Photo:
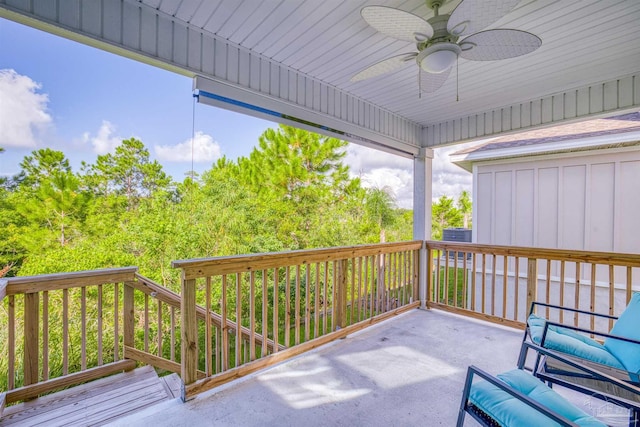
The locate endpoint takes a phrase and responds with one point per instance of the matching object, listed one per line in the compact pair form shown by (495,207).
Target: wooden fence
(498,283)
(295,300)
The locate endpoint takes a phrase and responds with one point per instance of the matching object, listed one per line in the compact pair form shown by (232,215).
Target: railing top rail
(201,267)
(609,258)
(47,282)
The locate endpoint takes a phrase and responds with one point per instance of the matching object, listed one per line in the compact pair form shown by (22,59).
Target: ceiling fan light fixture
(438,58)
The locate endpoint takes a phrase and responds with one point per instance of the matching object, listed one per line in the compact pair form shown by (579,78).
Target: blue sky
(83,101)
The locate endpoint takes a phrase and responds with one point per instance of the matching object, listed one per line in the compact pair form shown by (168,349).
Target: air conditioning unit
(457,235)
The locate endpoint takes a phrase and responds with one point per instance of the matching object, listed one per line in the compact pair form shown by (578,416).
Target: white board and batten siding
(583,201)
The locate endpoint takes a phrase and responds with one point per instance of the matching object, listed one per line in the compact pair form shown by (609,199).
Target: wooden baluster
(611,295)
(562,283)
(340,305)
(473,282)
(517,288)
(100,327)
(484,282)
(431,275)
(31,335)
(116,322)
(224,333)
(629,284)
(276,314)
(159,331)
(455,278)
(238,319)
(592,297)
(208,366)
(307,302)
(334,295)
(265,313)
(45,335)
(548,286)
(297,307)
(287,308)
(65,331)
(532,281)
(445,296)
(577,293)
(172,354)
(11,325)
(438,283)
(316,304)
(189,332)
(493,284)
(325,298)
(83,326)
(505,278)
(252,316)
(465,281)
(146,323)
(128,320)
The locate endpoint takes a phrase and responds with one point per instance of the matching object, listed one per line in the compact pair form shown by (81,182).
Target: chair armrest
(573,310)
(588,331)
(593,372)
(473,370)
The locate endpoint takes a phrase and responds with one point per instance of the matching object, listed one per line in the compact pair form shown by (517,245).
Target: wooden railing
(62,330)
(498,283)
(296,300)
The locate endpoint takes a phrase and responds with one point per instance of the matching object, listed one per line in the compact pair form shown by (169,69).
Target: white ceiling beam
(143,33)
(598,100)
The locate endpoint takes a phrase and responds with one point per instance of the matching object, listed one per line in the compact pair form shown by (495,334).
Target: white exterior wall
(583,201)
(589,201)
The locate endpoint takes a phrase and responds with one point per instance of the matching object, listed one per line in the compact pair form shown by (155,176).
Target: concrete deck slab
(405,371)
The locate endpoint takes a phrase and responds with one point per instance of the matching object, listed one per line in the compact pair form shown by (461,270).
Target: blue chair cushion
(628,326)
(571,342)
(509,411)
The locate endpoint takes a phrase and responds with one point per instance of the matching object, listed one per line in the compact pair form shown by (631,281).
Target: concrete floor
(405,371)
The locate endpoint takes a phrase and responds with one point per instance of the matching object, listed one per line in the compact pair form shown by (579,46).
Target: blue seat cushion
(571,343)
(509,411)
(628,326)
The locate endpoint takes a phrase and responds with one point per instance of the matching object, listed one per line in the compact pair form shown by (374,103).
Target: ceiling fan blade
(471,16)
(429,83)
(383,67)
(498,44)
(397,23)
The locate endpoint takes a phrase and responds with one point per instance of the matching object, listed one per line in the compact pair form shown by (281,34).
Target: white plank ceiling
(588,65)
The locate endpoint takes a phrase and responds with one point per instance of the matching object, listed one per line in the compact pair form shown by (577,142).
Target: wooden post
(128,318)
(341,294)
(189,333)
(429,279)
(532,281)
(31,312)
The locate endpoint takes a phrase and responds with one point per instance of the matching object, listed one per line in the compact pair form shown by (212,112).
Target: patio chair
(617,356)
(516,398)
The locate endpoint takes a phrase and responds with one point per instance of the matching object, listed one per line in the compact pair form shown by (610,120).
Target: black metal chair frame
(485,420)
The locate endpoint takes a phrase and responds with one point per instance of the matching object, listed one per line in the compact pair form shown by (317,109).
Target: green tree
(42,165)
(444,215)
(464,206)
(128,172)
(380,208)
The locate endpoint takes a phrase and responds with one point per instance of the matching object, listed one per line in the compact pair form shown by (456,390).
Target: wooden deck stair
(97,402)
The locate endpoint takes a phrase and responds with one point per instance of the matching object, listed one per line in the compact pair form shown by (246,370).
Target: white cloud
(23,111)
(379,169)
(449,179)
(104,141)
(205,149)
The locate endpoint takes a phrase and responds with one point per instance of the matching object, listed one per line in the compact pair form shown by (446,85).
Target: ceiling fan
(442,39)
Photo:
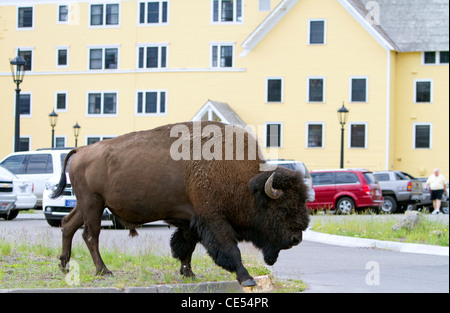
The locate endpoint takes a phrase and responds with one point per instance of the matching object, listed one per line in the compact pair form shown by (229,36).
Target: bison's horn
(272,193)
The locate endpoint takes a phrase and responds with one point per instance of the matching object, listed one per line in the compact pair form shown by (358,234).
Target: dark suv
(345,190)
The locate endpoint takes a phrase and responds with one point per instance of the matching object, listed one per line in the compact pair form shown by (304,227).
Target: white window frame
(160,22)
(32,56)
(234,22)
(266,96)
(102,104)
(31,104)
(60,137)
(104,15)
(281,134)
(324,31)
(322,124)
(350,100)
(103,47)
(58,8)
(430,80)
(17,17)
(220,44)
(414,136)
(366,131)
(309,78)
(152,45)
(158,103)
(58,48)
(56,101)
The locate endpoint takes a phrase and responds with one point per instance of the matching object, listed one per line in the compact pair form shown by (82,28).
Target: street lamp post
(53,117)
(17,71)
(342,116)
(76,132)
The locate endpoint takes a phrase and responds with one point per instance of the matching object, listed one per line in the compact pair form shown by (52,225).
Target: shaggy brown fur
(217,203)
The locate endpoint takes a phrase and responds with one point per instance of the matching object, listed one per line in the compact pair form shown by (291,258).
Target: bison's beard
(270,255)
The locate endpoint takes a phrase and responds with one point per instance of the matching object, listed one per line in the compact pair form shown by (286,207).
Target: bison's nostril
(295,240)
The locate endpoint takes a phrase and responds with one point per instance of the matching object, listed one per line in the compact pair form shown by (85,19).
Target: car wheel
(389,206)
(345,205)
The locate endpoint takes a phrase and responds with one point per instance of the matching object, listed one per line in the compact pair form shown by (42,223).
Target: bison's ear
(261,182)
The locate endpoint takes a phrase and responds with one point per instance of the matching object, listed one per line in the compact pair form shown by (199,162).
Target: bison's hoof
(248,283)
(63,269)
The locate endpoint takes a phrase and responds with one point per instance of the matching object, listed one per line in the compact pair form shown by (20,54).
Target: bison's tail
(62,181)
□ □ □ □ □
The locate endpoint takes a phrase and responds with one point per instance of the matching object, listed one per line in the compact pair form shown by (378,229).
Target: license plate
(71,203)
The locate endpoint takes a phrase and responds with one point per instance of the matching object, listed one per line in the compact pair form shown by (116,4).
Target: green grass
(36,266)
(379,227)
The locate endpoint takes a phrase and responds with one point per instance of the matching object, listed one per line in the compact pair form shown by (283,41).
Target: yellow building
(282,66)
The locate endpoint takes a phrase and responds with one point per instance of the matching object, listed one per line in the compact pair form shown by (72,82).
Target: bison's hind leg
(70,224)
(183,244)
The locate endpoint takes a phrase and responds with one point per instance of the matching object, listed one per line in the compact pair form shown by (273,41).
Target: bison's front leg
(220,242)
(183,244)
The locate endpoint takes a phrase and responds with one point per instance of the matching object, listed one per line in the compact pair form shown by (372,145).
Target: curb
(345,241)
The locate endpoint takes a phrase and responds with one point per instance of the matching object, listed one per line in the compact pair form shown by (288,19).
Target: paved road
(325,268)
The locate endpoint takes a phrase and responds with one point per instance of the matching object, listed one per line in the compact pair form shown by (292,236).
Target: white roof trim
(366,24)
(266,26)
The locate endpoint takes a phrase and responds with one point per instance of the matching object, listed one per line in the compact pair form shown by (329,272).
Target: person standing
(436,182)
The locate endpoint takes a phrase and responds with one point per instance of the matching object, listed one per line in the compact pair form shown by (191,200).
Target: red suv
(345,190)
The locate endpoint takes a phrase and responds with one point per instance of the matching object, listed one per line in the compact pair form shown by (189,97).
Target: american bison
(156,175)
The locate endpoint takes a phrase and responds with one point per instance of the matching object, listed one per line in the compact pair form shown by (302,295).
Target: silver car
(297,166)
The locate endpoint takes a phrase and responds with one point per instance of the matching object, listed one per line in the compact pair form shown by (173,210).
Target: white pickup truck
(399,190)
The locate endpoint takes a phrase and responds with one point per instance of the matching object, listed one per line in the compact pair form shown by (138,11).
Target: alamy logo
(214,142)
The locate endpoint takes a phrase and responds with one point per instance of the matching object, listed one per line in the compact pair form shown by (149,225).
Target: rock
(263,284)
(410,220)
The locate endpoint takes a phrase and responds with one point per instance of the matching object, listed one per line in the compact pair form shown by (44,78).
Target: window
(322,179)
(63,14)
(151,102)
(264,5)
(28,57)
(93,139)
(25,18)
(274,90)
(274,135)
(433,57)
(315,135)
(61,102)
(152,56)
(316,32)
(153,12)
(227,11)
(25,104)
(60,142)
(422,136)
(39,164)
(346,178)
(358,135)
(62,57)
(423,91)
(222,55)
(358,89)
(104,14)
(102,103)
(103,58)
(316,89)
□ □ □ □ □
> _Problem description_:
Find each line in the records above that contains the string "bison" and copy those lines out.

> _Task response_:
Target: bison's horn
Target: bison's beard
Target: bison's nostril
Target: bison's ear
Target: bison's hoof
Target: bison's tail
Target: bison's hind leg
Target: bison's front leg
Target: american bison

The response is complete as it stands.